> [Instructions for the task]
In the speech below, how much does Barry O'Farrell's government cut from education in New South Wales?

> [Page]
•••

The public servants throughout our country deliver services to the Australian people. They are the best and brightest minds in this country. And those on the other side of this House do not value them in any shape or form.

In New South Wales in recent times, we have really learnt just what the Liberal Party thinks of public servants and public services. In New South Wales, Barry O'Farrell has cut $1.7 billion out of education. The member for Farrer spoke about the fine economic credentials of the Liberal Party throughout the country. What has come to the attention of the people of New South Wales is that the O'Farrell government made a mathematical error: instead of having a budget deficit they have a billion-dollar surplus. Regardless of this fact, they are still going to slash those jobs in education. And who does that affect? That affects the children. That affects this country. That affects our economic prosperity. If we do not have an educated workforce, if we do not have public servants, if we do not have teachers to deliver that education in our public system, then what we have is a second-class country. And that is what the Liberal Party has been demonstrating, in both this federal parliament and the states of New South Wales, Victoria, Queensland and Western Australia, they believe in. We have only to look at the statement of the shadow Treasurer in which he said that a Liberal-National Party government would slash 12,000 federal Public Service jobs to know that is what the opposition stand for. That is what the Liberal-National Party stand for. They stand for cutting jobs in the Public Service.

Along with that, they are cutting services to the Australian people. They should stand condemned for what has been happening in the states throughout Australia. In New South Wales and Queensland, I have heard—I am much more familiar with New South Wales—they are not only cutting jobs but attempting to strip leave loading for public servants, penalty rates for shift workers and the allowances of workers in remote areas. This will leave many thousands of workers worse off. But those on the other side of this parliament do not care about the fact that these are people who have families and who have financial obligations that they have to meet. All they care about are cuts, cuts, cuts. Along with cuts, cuts, cuts from the Public Service, there are cuts, cuts, cuts to services for the Australian people.

In New South Wales they have not just stopped with cutting jobs in the public service; they are also cutting workers compensation entitlements. They are ripping away workers' entitlements to workers compensation. The O'Farrell government is taking away the rights of people who are injured at work to any compensation or any support whilst they are injured.

•••

> [Excerpted records]

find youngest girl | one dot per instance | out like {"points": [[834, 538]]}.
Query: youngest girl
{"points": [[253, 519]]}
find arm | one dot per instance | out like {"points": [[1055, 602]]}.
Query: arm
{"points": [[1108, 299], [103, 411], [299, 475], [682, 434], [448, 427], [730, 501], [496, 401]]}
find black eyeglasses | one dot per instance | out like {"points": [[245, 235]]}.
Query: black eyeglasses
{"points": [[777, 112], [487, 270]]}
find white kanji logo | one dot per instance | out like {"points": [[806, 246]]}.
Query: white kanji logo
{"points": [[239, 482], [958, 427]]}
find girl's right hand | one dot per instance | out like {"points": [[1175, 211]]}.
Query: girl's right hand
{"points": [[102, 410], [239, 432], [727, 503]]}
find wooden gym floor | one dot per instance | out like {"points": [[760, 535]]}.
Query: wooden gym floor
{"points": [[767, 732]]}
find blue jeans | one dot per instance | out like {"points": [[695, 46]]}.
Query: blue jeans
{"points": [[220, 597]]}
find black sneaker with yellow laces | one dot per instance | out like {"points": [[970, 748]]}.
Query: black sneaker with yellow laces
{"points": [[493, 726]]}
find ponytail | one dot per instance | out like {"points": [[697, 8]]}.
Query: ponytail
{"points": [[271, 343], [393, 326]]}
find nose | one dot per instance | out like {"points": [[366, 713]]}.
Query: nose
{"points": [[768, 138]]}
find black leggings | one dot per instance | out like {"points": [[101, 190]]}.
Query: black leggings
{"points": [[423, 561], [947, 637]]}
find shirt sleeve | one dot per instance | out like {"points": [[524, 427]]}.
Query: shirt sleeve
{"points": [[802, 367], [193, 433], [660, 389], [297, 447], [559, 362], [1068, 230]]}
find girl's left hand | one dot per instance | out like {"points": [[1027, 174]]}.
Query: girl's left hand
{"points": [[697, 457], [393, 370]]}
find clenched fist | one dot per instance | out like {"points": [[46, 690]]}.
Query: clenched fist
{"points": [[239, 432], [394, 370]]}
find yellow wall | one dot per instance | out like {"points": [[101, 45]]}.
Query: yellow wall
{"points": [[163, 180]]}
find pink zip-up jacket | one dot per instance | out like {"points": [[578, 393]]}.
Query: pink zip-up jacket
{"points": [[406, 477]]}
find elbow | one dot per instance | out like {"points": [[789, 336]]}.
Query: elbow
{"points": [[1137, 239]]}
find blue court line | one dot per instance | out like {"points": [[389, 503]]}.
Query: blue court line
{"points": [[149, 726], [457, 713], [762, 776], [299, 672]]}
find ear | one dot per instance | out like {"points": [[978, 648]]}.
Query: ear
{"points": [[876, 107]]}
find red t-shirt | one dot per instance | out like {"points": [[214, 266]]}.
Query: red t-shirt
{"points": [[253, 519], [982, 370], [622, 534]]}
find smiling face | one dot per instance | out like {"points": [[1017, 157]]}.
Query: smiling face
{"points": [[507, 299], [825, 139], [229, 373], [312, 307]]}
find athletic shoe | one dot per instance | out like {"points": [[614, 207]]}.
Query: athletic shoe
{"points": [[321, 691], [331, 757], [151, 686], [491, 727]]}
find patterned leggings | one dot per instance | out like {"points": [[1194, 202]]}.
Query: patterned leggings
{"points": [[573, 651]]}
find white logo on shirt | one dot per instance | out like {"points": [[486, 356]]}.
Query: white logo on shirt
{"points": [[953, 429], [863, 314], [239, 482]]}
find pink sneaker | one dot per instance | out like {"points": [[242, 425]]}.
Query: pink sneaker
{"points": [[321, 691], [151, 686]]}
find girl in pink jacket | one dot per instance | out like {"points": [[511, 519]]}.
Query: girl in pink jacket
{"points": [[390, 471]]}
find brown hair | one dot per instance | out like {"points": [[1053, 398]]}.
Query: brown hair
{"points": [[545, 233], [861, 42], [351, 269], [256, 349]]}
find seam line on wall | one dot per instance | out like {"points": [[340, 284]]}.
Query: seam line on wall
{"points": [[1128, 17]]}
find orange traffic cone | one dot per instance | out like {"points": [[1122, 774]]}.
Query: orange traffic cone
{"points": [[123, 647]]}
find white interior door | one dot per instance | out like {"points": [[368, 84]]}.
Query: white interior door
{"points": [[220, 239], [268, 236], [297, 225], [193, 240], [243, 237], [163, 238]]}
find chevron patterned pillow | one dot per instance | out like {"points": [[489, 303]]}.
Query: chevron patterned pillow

•••

> [Output for this task]
$1.7 billion